INPUT RECORDS

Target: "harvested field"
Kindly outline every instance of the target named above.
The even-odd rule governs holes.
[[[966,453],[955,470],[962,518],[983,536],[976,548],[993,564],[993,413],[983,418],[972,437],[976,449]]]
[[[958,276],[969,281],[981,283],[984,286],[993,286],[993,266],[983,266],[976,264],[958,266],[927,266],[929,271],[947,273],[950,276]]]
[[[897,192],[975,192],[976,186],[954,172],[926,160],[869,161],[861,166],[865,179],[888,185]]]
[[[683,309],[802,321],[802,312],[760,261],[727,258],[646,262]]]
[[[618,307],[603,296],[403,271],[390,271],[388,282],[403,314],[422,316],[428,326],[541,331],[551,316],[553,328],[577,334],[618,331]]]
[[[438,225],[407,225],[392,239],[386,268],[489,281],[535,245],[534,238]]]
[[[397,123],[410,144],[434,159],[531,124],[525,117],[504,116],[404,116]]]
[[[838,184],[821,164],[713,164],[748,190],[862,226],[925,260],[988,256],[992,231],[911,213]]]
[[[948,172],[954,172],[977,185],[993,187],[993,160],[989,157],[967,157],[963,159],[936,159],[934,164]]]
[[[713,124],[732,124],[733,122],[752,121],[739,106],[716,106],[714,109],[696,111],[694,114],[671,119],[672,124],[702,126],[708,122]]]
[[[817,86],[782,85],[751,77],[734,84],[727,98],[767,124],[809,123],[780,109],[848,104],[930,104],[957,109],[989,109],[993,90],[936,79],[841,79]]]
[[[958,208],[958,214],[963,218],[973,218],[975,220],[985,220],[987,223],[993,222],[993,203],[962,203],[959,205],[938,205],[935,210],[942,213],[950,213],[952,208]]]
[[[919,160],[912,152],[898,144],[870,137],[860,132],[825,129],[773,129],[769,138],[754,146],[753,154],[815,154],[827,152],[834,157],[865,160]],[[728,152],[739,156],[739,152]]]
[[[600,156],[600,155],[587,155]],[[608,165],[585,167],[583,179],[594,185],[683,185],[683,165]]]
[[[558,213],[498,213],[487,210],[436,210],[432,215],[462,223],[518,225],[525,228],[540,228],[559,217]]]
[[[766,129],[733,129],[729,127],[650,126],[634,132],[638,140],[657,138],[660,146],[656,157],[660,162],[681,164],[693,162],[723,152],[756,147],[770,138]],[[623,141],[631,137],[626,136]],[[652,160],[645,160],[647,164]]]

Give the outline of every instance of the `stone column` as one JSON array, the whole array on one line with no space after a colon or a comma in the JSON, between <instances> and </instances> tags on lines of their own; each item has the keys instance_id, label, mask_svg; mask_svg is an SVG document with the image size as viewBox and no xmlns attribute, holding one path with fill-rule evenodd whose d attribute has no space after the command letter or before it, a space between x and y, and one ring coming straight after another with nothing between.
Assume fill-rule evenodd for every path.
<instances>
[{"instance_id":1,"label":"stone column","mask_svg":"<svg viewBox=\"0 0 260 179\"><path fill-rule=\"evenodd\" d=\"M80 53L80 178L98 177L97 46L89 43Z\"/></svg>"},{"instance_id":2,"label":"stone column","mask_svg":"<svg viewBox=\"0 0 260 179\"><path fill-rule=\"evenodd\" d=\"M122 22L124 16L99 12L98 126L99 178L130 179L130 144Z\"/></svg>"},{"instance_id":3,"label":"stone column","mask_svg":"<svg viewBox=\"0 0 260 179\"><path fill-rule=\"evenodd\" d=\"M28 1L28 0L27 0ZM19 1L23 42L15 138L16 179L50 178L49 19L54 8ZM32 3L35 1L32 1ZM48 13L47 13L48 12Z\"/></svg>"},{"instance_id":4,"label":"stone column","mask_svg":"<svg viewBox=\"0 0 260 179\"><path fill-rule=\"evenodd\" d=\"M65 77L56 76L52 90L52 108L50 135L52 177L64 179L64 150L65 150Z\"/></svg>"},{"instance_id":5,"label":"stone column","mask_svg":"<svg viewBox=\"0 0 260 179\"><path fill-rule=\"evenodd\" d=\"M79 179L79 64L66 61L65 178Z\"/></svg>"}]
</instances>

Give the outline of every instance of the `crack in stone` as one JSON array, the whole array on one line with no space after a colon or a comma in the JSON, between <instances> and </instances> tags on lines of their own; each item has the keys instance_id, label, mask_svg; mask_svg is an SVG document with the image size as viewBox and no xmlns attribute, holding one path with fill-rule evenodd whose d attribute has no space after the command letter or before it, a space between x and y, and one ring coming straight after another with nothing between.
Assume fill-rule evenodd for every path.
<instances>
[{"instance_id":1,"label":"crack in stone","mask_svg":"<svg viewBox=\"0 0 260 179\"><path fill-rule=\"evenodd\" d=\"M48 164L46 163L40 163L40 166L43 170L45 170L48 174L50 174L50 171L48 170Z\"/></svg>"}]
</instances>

EXERCISE BRIEF
Starting with the first entry and ending with the last, give all of them again unchanged.

ANSWER TO THIS PROBLEM
Target: "harvested field"
Kindly outline every instance of the target named above.
The even-odd rule governs holes.
[[[966,453],[955,470],[962,518],[983,536],[976,548],[993,564],[993,413],[983,418],[972,437],[976,449]]]
[[[958,276],[969,281],[981,283],[984,286],[993,286],[993,266],[983,266],[976,264],[958,266],[927,266],[929,271],[947,273],[950,276]]]
[[[897,192],[975,192],[976,186],[954,172],[926,160],[869,161],[861,166],[865,179],[888,185]]]
[[[683,309],[802,321],[802,312],[760,261],[727,258],[646,262]]]
[[[618,307],[603,296],[403,271],[390,271],[388,282],[403,314],[422,316],[428,326],[541,331],[551,316],[553,328],[577,334],[618,331]]]
[[[438,225],[407,225],[392,239],[386,268],[489,281],[535,245],[534,238]]]
[[[397,123],[410,144],[434,159],[531,124],[525,117],[504,116],[404,116]]]
[[[838,184],[821,164],[713,164],[748,190],[862,226],[925,260],[988,256],[992,231],[911,213]]]
[[[948,172],[954,172],[977,185],[993,187],[993,160],[989,157],[967,157],[963,159],[936,159],[934,164]]]
[[[713,124],[732,124],[733,122],[752,121],[739,106],[716,106],[714,109],[696,111],[694,114],[671,119],[672,124],[702,126],[708,122]]]
[[[817,86],[782,85],[751,77],[734,84],[727,98],[767,124],[809,123],[780,109],[848,104],[930,104],[957,109],[989,109],[993,90],[936,79],[841,79]]]
[[[958,208],[958,214],[963,218],[973,218],[975,220],[985,220],[987,223],[993,222],[993,203],[962,203],[959,205],[938,205],[935,210],[942,213],[950,213],[952,208]]]
[[[919,160],[912,152],[898,144],[870,137],[860,132],[825,129],[773,129],[769,138],[754,146],[753,154],[815,154],[827,152],[834,157],[865,160]],[[728,152],[739,156],[739,152]]]
[[[600,156],[600,155],[587,155]],[[608,165],[585,167],[583,179],[594,185],[683,185],[683,165]]]
[[[558,213],[498,213],[487,210],[436,210],[432,215],[462,223],[518,225],[525,228],[540,228],[559,217]]]
[[[766,129],[733,129],[729,127],[650,126],[634,132],[638,140],[657,138],[660,146],[656,157],[660,162],[681,164],[693,162],[723,152],[756,147],[770,138]],[[623,141],[631,137],[626,136]],[[652,160],[645,160],[647,164]]]

Give the outline of every instance of the `stone column` as one JSON array, the whole array on one line with no space after a colon or a comma in the JSON, between <instances> and </instances> tags on lines of their own; each item has the keys instance_id, label, mask_svg; mask_svg is an SVG document with the image size as viewBox and no xmlns attribute, holding one path with fill-rule evenodd whose d attribute has no space after the command letter or before it, a space between x and y, and one ring coming straight after another with nothing between.
Assume fill-rule evenodd for every path.
<instances>
[{"instance_id":1,"label":"stone column","mask_svg":"<svg viewBox=\"0 0 260 179\"><path fill-rule=\"evenodd\" d=\"M80 53L80 178L98 177L97 46L89 43Z\"/></svg>"},{"instance_id":2,"label":"stone column","mask_svg":"<svg viewBox=\"0 0 260 179\"><path fill-rule=\"evenodd\" d=\"M122 22L124 16L99 12L98 126L99 178L130 179L130 144Z\"/></svg>"},{"instance_id":3,"label":"stone column","mask_svg":"<svg viewBox=\"0 0 260 179\"><path fill-rule=\"evenodd\" d=\"M28 1L28 0L27 0ZM19 1L23 42L15 138L16 179L50 178L49 19L54 8ZM32 3L35 1L32 1ZM48 13L47 13L48 12Z\"/></svg>"},{"instance_id":4,"label":"stone column","mask_svg":"<svg viewBox=\"0 0 260 179\"><path fill-rule=\"evenodd\" d=\"M65 77L56 76L52 90L52 108L50 135L52 177L64 179L64 150L65 150Z\"/></svg>"},{"instance_id":5,"label":"stone column","mask_svg":"<svg viewBox=\"0 0 260 179\"><path fill-rule=\"evenodd\" d=\"M79 179L79 64L66 61L65 178Z\"/></svg>"}]
</instances>

Give the outline of every instance of the `crack in stone` as one JSON array, the whole array on one line with no space after a colon or a comma in the JSON, between <instances> and </instances> tags on lines of their own; each item has the keys instance_id, label, mask_svg; mask_svg is an SVG document with the image size as viewBox and no xmlns attribute, holding one path with fill-rule evenodd whose d attribute has no space after the command letter or before it, a space between x and y, and one ring coming straight after another with nothing between.
Assume fill-rule evenodd for every path.
<instances>
[{"instance_id":1,"label":"crack in stone","mask_svg":"<svg viewBox=\"0 0 260 179\"><path fill-rule=\"evenodd\" d=\"M48 164L46 163L40 163L40 166L43 170L45 170L48 174L50 174L50 171L48 170Z\"/></svg>"}]
</instances>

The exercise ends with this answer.